お願い: シェールガスについての文章で、書き手が集中開発に期待していると書いているものをすべて挙げてください。

本文:
またもや、「シェールガス」です。昨年から、米国に於ける噂・期待度・政治位置付等の変化を聴いてきていますが、ここへきて日本での情報のパターンも多少変化してきています(と感じます)。昨年は、原発の稼働なくば、火力発電等の燃料代が高くつく、2〜3兆余計にかかる、とのことで「原発再開擁護=電力会社理論」主体の論調が主体でした。ここへ来て、原発に対する再開期待が、来年には殆ど間に合わなくなって来ており、高くついても「天然ガス」主体に火力発電でカバーしていかざるを得ない現実が出て来ています。すると、高くつく燃料:今の天然ガス手合い相場は15〜20年ものとして石油比例価格/今の米国価格の2〜3倍、この価格での供給は一時的であり、シェールガス増産に応じた低価格のものが購入できるとの解釈となって来ました。今後は米国での期待の「シェールガス」政策に則った報道が強化されていくことでしょう。
先ずは、今東京都と大阪(府&市)が進めようとしている「天然ガス火力発電」装置の強化や旧火力発電所の装置置き換え等で当面(10〜20年)のつなぎが必要でしょう。もっともそれ以上に、制度改革による「省電」「合理的価格立て」が必要です。メタンハイドレートや藻からのオイル、バイオマスの展開等集中開発にも期待します。残念なのは、まだまだ「原発」に、「再生エネ等新規開発投資」よりも継続の為の費用が必要なことです。早く明確な政策を決めて真直ぐに突き進めて欲しいものです。夏には決定される予定であり、それまでにどのような情報/報道操作していくかが、心配でもあり楽しみでもあります!
北米先行、争奪戦が過熱 日本の調達、TPP追い風
地中の岩盤層に含まれる「シェールガス」と呼ばれる天然ガスが、世界のエネルギー需給構造を大きく変えようとしている。技術革新により、従来難しかった採掘が北米を中心に軌道に乗り始め、今後、世界で開発が進めば天然ガスの可採年数は2倍以上に伸びると期待されている。東日本大震災以降、ガス火力発電への依存が強まる日本にも朗報だが、開発の拡大に伴う課題も表面化している。
可採250年に倍増
「シェールガスは世界にエネルギー革命をもたらす」。丸紅経済研究所の美甘哲秀所長はこう指摘する。

データ一覧:
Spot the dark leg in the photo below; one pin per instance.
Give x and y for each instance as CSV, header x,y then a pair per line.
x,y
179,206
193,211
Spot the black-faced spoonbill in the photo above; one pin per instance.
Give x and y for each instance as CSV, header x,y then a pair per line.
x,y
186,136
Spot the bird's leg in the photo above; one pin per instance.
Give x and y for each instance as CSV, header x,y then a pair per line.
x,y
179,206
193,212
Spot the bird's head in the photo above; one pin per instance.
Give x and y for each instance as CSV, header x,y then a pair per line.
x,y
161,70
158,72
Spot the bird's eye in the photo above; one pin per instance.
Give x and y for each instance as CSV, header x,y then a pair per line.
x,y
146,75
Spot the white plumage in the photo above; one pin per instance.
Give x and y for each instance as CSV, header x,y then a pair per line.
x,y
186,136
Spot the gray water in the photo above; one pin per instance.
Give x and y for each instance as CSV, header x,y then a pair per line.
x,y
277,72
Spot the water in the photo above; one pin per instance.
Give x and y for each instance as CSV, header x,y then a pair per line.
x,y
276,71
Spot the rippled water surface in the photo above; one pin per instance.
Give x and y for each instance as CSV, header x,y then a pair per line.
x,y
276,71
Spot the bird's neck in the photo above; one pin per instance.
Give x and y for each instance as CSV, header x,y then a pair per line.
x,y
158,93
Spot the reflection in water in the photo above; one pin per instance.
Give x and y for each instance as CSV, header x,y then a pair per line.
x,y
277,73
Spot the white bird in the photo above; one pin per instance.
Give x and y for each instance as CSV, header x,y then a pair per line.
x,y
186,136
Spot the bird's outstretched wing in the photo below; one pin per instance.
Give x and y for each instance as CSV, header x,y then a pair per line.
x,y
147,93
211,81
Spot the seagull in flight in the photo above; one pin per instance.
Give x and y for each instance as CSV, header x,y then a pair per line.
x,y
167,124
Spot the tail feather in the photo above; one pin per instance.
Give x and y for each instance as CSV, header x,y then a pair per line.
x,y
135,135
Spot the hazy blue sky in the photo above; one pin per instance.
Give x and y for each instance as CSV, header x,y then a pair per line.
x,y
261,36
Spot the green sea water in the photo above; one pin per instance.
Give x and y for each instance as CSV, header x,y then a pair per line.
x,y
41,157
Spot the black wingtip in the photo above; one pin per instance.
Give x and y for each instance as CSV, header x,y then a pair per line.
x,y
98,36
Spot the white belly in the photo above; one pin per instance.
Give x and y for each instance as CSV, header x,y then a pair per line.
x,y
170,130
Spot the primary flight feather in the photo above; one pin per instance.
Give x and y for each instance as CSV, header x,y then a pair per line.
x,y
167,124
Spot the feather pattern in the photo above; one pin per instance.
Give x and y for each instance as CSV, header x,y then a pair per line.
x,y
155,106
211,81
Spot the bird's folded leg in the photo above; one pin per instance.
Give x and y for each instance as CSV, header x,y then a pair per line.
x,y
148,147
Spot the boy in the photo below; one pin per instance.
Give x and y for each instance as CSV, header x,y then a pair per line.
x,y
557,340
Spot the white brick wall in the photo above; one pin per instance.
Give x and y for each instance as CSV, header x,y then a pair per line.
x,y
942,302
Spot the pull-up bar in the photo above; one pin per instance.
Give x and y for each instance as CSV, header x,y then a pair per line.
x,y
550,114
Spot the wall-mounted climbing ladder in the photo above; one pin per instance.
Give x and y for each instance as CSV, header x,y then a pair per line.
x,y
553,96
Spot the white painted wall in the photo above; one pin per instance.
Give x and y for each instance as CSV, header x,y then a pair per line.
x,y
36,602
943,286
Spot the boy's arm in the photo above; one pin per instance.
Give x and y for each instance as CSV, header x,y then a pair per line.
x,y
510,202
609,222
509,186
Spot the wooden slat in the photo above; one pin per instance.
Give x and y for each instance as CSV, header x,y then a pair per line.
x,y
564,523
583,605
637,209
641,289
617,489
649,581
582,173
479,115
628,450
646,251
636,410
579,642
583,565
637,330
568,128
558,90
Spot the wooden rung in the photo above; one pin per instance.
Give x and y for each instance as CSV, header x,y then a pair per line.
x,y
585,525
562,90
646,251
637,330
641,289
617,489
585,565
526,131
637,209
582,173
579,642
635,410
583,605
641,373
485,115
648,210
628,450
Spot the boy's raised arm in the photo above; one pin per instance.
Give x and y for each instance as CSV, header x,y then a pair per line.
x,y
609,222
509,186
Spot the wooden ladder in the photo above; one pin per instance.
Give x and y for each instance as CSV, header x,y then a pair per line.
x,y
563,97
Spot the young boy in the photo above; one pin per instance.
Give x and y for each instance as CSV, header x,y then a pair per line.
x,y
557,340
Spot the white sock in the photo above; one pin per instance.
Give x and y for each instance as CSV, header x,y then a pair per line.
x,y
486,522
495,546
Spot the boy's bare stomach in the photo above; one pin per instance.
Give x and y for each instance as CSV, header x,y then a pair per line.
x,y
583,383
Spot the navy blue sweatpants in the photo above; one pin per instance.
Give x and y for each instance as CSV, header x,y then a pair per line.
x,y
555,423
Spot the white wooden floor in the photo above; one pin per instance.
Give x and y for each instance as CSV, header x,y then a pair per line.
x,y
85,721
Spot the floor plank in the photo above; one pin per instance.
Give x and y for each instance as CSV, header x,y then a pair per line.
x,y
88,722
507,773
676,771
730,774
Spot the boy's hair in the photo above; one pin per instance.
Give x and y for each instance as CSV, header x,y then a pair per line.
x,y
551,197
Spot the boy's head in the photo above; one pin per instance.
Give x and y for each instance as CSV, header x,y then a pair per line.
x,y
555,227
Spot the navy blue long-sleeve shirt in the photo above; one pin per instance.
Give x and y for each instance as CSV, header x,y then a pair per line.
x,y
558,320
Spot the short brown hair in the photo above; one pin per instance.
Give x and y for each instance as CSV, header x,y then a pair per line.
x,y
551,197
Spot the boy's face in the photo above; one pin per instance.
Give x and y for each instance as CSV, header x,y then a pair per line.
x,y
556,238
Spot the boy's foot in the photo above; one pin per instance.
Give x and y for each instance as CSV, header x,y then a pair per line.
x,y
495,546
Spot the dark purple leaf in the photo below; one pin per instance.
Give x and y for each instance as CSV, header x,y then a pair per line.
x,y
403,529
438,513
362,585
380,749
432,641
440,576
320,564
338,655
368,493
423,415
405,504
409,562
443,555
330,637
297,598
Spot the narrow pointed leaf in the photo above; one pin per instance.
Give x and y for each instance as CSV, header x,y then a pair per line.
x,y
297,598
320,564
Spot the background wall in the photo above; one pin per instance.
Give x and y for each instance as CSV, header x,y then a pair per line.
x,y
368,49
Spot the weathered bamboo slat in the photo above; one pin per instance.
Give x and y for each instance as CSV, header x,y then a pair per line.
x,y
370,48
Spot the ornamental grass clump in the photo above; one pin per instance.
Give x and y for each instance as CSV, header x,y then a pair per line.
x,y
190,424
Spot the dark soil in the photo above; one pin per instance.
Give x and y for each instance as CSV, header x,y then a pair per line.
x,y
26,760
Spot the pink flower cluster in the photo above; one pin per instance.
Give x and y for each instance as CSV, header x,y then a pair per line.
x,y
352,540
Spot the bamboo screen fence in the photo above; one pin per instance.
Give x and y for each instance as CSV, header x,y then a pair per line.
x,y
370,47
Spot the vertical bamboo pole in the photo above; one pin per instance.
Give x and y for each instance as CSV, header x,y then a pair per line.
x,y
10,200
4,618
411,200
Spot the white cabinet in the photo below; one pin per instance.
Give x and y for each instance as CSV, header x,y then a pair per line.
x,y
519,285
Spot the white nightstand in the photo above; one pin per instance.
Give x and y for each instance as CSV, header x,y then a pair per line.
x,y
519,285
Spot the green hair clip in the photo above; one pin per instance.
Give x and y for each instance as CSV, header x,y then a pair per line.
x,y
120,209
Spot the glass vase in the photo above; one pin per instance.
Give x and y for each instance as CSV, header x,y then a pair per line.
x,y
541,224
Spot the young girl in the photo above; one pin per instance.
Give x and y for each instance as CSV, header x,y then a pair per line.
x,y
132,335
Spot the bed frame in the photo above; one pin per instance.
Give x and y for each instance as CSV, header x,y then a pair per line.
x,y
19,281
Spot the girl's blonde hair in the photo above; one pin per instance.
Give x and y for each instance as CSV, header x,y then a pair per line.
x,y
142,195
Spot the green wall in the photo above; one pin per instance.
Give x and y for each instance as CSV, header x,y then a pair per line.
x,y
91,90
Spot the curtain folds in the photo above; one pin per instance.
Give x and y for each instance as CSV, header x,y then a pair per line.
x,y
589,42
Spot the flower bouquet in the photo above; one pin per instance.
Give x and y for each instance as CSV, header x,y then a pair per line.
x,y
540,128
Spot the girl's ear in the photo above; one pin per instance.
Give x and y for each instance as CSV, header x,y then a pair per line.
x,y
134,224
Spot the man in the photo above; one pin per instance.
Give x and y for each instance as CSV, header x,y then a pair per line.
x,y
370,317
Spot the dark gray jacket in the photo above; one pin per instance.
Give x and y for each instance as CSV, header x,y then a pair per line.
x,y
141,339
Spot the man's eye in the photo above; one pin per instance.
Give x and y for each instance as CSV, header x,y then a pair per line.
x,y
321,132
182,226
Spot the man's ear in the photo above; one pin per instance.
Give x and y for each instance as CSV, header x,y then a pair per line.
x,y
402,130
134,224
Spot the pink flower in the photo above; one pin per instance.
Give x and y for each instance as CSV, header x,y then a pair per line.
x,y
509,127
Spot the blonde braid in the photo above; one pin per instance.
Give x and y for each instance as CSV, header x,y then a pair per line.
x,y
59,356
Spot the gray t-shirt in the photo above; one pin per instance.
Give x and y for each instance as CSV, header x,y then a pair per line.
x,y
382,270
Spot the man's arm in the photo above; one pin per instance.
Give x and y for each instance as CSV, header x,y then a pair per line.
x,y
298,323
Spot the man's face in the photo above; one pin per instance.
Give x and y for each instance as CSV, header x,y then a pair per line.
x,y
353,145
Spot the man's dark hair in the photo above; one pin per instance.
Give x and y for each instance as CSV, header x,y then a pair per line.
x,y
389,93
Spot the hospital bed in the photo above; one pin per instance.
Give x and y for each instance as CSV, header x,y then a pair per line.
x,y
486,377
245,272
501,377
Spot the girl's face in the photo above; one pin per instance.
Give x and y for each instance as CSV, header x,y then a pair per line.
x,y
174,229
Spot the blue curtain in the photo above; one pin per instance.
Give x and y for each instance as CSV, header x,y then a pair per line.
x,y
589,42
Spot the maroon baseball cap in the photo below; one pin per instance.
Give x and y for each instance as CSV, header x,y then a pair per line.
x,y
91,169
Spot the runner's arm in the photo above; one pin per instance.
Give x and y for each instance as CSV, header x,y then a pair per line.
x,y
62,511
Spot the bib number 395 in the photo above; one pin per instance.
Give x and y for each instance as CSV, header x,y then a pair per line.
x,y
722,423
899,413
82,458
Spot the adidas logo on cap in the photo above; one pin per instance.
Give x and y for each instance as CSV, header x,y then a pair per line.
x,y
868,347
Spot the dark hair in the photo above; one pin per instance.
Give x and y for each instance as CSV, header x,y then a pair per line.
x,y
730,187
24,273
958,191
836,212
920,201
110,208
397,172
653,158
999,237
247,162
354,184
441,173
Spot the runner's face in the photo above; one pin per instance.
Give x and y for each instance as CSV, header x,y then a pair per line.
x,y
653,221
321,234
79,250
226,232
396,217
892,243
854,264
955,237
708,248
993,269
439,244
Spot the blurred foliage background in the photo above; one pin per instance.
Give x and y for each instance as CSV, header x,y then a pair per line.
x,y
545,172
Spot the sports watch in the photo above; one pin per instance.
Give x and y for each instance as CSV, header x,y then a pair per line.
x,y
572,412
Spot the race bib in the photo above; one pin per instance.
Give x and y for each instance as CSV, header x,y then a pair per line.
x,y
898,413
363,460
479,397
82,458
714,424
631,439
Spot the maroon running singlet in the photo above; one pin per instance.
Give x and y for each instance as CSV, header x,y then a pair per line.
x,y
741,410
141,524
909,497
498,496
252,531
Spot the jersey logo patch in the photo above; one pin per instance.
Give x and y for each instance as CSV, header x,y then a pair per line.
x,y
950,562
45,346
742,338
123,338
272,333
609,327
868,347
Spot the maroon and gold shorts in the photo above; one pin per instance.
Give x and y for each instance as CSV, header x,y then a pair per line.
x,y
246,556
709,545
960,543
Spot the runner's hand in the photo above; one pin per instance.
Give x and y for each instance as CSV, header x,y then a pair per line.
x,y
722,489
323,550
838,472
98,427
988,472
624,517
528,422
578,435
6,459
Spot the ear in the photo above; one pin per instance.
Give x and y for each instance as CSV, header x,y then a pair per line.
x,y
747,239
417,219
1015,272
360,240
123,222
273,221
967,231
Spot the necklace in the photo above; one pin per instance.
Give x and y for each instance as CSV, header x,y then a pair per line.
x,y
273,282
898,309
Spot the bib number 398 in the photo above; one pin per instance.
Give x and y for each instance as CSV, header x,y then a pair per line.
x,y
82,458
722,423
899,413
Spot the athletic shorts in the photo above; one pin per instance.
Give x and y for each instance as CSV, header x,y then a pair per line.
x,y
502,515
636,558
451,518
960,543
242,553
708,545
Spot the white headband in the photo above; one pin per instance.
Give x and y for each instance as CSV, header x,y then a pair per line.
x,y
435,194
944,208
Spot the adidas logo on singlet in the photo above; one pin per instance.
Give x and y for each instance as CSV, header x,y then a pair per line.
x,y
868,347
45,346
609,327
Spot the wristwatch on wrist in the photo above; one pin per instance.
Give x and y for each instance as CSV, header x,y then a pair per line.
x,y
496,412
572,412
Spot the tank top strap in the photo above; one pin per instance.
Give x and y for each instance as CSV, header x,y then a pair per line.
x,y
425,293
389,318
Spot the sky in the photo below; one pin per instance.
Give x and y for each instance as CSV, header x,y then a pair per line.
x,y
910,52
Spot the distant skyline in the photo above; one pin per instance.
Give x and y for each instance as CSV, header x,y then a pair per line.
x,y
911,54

結果: メタンハイドレート、藻からのオイル、バイオマス